_Challenge_:
Please find every line in the material below that contains the word "roof" and copy each one out in full. Case counts.

_Data_:
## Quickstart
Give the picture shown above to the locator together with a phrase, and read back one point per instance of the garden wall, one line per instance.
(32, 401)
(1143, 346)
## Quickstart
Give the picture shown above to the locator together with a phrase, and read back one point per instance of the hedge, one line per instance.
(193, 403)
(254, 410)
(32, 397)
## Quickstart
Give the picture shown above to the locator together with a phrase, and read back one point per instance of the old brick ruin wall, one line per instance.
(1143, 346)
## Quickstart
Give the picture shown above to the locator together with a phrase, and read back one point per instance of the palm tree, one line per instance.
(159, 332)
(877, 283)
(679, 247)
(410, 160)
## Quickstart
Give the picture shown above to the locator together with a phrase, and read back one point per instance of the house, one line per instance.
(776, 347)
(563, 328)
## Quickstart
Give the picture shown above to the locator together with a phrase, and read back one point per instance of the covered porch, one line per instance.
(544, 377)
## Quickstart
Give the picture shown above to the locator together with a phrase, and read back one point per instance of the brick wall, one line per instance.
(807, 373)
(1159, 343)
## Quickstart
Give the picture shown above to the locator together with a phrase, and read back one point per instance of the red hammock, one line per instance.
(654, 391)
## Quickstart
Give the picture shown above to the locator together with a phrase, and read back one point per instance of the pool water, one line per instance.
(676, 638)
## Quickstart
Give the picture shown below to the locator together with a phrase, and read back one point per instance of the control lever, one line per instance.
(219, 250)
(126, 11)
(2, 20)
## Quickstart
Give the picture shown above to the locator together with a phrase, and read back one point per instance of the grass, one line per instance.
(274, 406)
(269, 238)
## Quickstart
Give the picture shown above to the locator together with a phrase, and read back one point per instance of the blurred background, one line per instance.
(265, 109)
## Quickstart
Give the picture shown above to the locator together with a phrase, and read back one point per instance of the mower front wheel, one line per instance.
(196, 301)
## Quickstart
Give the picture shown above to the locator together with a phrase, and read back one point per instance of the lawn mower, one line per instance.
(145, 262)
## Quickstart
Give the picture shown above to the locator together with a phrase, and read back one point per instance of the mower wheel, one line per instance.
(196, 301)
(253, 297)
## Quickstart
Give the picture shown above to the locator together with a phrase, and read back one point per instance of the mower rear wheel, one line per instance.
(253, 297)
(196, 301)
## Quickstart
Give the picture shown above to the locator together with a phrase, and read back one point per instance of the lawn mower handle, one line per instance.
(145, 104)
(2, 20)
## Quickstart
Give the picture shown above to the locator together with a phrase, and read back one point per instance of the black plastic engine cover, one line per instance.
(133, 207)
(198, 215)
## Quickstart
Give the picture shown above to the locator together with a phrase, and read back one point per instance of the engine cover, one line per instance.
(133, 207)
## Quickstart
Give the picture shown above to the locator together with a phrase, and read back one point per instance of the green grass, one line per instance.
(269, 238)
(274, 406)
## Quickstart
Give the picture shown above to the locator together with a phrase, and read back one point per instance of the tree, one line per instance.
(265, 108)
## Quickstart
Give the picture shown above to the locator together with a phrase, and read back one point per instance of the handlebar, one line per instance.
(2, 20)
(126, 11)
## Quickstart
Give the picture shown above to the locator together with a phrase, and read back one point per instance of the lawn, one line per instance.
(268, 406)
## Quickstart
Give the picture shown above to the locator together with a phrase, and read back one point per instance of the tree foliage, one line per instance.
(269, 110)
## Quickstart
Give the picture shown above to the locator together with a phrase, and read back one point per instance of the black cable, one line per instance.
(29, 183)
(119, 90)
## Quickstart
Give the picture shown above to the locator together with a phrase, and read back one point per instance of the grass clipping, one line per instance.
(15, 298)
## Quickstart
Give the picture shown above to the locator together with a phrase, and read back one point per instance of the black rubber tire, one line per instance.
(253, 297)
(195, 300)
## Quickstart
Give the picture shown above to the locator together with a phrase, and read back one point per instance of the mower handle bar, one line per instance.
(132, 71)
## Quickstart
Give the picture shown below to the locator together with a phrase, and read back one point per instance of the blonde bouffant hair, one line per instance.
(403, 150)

---

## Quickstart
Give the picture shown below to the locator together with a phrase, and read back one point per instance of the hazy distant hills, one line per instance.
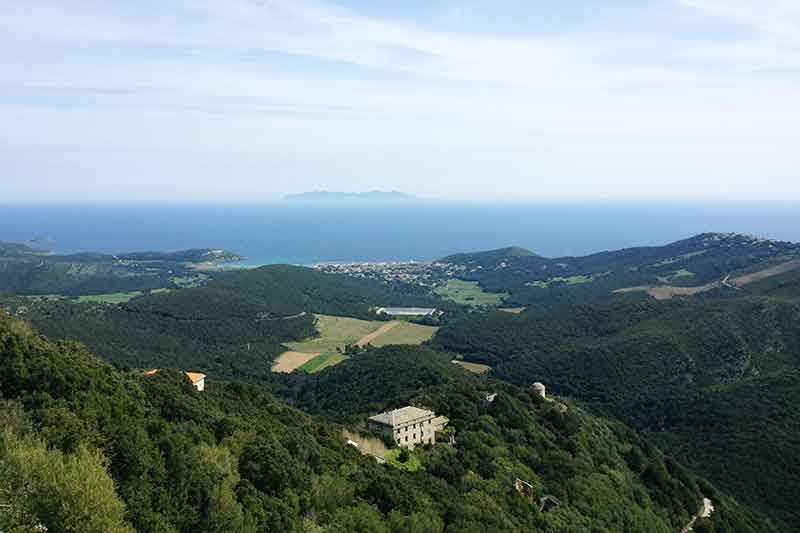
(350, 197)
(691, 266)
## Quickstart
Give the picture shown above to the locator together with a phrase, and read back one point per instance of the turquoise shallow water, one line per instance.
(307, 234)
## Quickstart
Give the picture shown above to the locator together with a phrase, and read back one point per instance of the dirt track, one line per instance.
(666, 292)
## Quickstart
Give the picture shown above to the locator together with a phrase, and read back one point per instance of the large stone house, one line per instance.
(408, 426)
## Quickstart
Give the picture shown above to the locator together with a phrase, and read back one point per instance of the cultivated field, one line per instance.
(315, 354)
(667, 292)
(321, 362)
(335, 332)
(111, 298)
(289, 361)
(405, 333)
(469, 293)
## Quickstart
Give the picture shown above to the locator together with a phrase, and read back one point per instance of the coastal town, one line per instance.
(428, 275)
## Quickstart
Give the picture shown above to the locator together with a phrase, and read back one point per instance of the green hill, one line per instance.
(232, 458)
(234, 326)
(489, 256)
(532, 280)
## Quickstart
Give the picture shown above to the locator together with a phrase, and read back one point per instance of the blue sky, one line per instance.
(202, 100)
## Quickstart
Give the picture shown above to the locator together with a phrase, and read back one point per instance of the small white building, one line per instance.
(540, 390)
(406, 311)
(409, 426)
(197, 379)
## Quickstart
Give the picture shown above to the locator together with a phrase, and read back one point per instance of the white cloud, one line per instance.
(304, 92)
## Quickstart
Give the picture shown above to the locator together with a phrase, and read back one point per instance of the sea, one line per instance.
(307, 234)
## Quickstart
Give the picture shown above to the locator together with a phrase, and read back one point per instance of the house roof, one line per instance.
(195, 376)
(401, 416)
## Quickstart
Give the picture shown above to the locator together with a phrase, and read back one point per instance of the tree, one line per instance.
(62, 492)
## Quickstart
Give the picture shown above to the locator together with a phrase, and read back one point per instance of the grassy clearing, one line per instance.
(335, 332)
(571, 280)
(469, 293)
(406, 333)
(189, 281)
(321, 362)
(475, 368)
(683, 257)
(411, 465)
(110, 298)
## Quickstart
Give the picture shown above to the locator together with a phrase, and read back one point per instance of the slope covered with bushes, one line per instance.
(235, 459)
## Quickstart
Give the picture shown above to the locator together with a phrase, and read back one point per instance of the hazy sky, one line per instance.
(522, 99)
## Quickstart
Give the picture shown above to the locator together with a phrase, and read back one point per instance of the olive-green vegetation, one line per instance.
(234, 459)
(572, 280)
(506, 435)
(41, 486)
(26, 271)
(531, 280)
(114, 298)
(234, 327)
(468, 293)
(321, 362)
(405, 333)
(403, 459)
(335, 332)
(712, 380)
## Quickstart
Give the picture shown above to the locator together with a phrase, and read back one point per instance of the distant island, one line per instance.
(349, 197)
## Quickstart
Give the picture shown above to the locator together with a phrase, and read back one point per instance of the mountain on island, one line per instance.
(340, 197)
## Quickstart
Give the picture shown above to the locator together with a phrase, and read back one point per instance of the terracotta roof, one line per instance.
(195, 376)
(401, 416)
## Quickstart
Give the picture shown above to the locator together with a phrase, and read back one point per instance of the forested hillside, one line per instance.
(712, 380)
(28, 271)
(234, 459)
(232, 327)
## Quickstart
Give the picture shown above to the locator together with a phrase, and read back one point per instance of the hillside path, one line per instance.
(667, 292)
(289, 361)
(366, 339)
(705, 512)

_Problem solution_:
Give the picture shown above to the locator together with a phrase, and read back one point per instance of the house roof, one line per instance.
Give the picture shown above to the locator together with a phrase, and read back one point per instance of the terracotta roof, one line per instance.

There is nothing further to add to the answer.